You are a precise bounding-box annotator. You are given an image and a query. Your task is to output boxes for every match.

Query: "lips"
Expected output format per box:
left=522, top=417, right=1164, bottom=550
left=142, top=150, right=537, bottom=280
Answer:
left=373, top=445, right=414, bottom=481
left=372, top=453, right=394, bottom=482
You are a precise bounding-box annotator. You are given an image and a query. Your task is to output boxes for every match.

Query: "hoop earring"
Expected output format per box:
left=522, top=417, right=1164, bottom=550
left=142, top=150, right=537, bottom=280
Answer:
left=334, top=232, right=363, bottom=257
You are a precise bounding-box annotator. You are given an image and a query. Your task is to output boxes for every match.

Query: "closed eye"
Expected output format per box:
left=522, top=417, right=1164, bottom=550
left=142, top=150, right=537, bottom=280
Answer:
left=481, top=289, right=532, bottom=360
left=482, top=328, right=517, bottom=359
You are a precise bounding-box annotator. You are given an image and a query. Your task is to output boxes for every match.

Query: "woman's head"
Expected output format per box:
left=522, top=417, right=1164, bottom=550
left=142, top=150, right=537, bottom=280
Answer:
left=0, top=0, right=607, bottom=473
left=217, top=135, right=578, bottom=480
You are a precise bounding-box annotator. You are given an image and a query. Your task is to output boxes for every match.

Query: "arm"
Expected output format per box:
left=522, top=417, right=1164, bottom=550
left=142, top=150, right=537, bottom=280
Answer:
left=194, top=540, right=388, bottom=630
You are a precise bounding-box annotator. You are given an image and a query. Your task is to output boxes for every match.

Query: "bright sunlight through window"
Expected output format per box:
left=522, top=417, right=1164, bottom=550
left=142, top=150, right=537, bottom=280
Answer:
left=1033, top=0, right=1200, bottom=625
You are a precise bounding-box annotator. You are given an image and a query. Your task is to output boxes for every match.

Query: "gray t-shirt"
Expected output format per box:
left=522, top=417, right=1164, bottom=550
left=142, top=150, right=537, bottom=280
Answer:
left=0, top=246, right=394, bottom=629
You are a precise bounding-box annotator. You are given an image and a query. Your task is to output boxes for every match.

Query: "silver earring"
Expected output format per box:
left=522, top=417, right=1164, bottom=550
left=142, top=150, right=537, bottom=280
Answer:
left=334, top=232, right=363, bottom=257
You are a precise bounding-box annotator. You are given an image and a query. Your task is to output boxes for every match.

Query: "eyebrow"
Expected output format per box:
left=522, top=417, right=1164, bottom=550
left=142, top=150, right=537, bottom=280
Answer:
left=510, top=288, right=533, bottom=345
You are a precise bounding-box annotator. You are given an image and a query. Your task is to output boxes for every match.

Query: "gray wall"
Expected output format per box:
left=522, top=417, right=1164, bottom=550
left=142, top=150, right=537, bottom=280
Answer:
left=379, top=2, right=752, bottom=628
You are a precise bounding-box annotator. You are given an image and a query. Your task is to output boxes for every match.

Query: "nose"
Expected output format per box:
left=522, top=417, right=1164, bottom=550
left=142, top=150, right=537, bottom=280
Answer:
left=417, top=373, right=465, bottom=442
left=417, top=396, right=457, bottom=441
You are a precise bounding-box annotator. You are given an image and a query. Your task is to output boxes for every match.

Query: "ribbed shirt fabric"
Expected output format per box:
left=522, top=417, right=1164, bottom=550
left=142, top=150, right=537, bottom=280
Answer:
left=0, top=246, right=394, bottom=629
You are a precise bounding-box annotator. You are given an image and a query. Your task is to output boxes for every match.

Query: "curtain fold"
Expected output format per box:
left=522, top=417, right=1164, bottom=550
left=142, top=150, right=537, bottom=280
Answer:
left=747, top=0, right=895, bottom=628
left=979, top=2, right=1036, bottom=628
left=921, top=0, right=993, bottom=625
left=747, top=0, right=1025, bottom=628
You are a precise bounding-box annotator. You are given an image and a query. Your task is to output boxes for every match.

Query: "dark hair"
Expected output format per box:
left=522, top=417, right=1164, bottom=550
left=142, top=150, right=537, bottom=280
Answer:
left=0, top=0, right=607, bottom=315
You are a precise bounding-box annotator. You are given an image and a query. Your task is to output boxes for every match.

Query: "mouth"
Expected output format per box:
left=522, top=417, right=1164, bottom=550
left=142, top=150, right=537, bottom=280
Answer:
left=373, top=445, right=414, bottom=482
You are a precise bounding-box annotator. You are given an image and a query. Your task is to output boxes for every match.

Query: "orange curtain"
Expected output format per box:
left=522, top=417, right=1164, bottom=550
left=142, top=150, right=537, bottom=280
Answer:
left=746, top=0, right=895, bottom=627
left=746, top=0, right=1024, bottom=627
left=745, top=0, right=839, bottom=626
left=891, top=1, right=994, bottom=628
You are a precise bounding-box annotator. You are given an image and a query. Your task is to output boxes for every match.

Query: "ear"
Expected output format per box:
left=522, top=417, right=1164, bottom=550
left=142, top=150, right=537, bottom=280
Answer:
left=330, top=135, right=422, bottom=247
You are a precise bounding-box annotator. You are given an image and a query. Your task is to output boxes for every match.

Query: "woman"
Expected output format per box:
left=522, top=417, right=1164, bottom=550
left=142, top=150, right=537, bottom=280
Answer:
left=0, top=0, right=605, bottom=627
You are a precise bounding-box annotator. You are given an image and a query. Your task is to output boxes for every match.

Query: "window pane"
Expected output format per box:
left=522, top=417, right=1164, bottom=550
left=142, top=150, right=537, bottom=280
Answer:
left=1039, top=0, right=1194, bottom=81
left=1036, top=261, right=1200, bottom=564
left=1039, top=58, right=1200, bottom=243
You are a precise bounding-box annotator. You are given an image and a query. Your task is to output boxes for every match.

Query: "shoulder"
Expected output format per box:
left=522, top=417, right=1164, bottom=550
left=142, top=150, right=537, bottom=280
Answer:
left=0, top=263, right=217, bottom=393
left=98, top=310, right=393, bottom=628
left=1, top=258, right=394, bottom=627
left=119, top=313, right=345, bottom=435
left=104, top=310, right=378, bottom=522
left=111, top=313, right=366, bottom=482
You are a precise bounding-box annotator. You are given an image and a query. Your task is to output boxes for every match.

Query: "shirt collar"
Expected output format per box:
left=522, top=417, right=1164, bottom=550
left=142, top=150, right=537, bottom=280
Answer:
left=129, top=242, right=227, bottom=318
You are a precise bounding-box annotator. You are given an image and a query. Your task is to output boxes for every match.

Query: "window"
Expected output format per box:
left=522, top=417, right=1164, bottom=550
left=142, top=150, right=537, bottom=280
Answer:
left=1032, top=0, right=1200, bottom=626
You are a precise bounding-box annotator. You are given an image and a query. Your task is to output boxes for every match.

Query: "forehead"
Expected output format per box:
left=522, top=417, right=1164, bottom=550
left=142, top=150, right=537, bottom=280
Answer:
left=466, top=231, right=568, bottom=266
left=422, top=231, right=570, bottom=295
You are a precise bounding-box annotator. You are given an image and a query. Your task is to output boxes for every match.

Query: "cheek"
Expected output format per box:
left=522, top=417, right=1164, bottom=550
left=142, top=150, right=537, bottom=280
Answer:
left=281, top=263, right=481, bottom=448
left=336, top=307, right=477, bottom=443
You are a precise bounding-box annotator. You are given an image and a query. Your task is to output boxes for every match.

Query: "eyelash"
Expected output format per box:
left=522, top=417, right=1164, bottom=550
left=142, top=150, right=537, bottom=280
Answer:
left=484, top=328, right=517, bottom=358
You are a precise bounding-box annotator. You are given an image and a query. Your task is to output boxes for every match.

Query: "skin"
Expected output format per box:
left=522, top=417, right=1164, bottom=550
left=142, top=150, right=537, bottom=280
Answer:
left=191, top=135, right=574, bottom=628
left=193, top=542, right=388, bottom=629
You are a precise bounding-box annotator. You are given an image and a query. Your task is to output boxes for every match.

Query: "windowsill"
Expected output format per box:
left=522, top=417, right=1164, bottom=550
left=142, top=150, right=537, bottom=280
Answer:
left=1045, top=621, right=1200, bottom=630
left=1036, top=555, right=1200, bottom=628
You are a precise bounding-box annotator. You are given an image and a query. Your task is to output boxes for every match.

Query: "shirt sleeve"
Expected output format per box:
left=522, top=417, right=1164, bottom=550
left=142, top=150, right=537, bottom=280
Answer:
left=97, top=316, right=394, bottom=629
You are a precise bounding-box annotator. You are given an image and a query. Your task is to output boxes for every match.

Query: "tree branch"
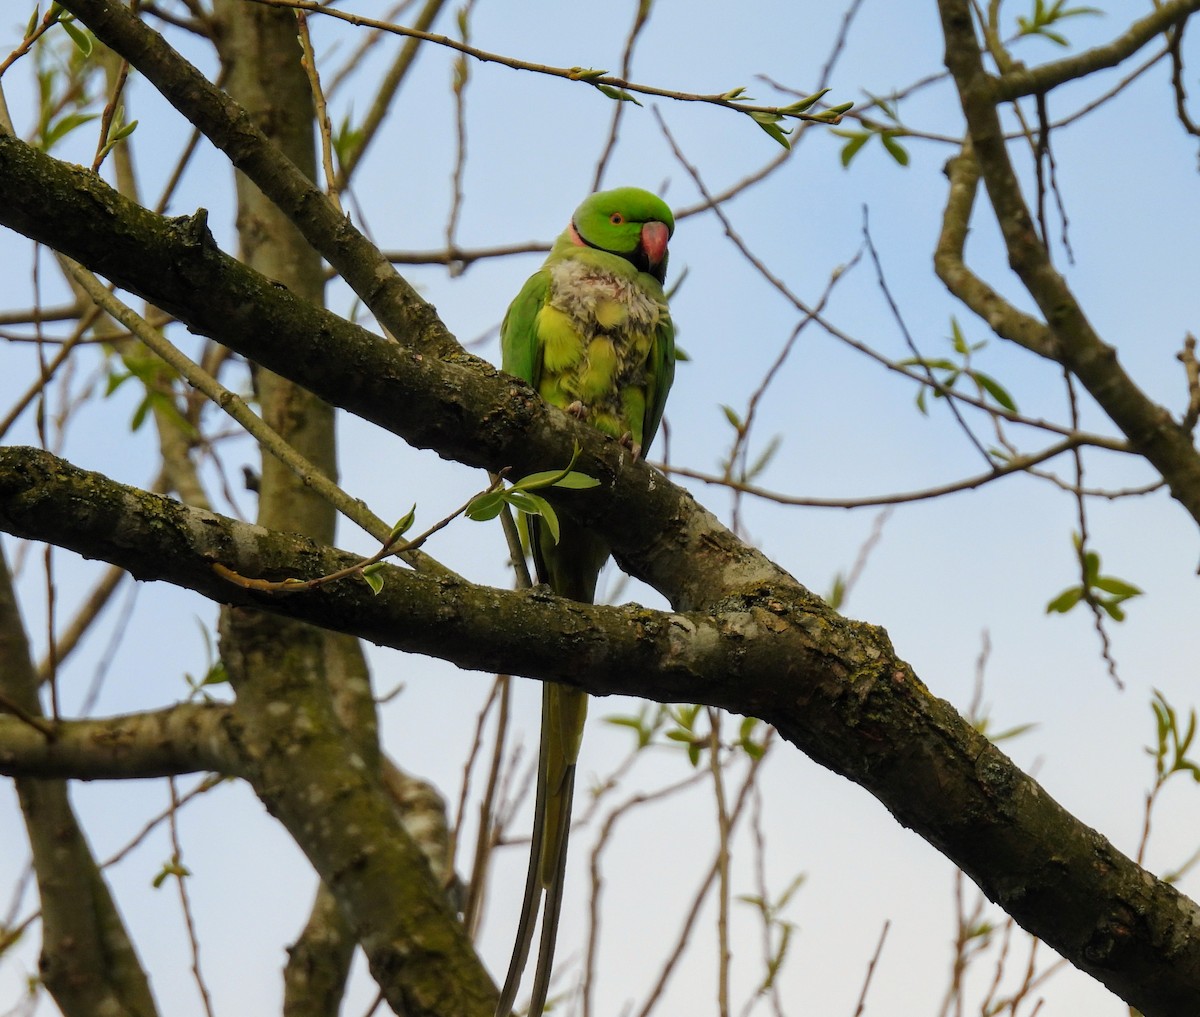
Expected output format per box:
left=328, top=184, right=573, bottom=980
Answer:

==========

Reply with only the number of lines in the entries that contain the word "earring".

2